■ Document segment:
This week’s readings focus on the definitions of digital humanities and “DH,” the emerging borders and boundaries of the field, as well as some background material on the Web, the social Web, and writing on the Web. For some of the online pieces, you will have to make choices as to how extensively to peruse comments in addition to a main entry; you will also have to decide how best to navigate a resource like the Day of DH site. That’s part of the process and in fact part of what we’re learning in this class.
This will be a somewhat heavier reading week than usual. The readings assigned are substantial, but ought not to be overwhelming; many of the pieces are short, just a few “pages.” Were all this material in print, exclusive of comments, it would probably come in at around 125 pages (I mention that only to help you allocate your time).
Presentation: Mary S.
- Kirschenbaum, “What is Digital Humanities, and What’s it Doing in English Departments?” [DDH]; also available here (PDF).
- Fitzpatrick, “The Humanities, Done Digitally” [DDH]
- “Day of DH: Defining Digital Humanities” [DDH]; see also 2012 Day of DH blogs here.
- Bianco, “This Digital Humanities Which Is Not One” [DDH]
- Scheinfeldt, “Sunset for Ideology, Sunrise for Methodology?” [DDH]; original posting, with comments, here.
- Ramsay, “On Building“
- Koh, ed. Storify, “DH Boundaries, Redux“
- Burdick, et al., “Humanities to Digital Humanities” [D_H] and “A Short Guide to Digital Humanities” [D_H]
- Golumbia, “‘Digital Humanities’”: Two Definitions” (and comments)
- Liu, “From Reading to Social Computing” in Literary Studies in the Digital Age: An Evolving Anthology, eds. Kenneth M. Price and Ray Siemens, MLA Commons.
- Trubek, “Why Tweet? (And How To Do It)“
Note that there are online open access editions of both DDH and D_H; see their pages under Syllabus/Books for more information.
Image: A recent meme.

■ Dataset content:
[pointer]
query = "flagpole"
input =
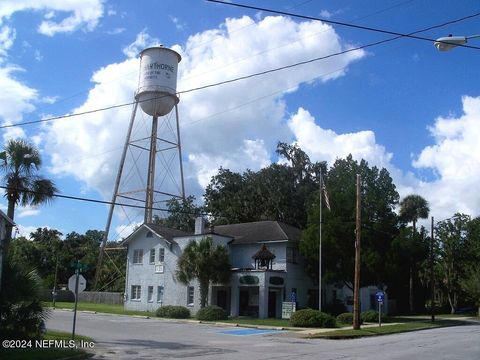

■ Task description:
From the digital humanities reading assignment, copy out the passage starting with "This will be" and going on through "with comments, here.".

■ Result of the exercise:
This will be a somewhat heavier reading week than usual. The readings assigned are substantial, but ought not to be overwhelming; many of the pieces are short, just a few “pages.” Were all this material in print, exclusive of comments, it would probably come in at around 125 pages (I mention that only to help you allocate your time).
Presentation: Mary S.
- Kirschenbaum, “What is Digital Humanities, and What’s it Doing in English Departments?” [DDH]; also available here (PDF).
- Fitzpatrick, “The Humanities, Done Digitally” [DDH]
- “Day of DH: Defining Digital Humanities” [DDH]; see also 2012 Day of DH blogs here.
- Bianco, “This Digital Humanities Which Is Not One” [DDH]
- Scheinfeldt, “Sunset for Ideology, Sunrise for Methodology?” [DDH]; original posting, with comments, here.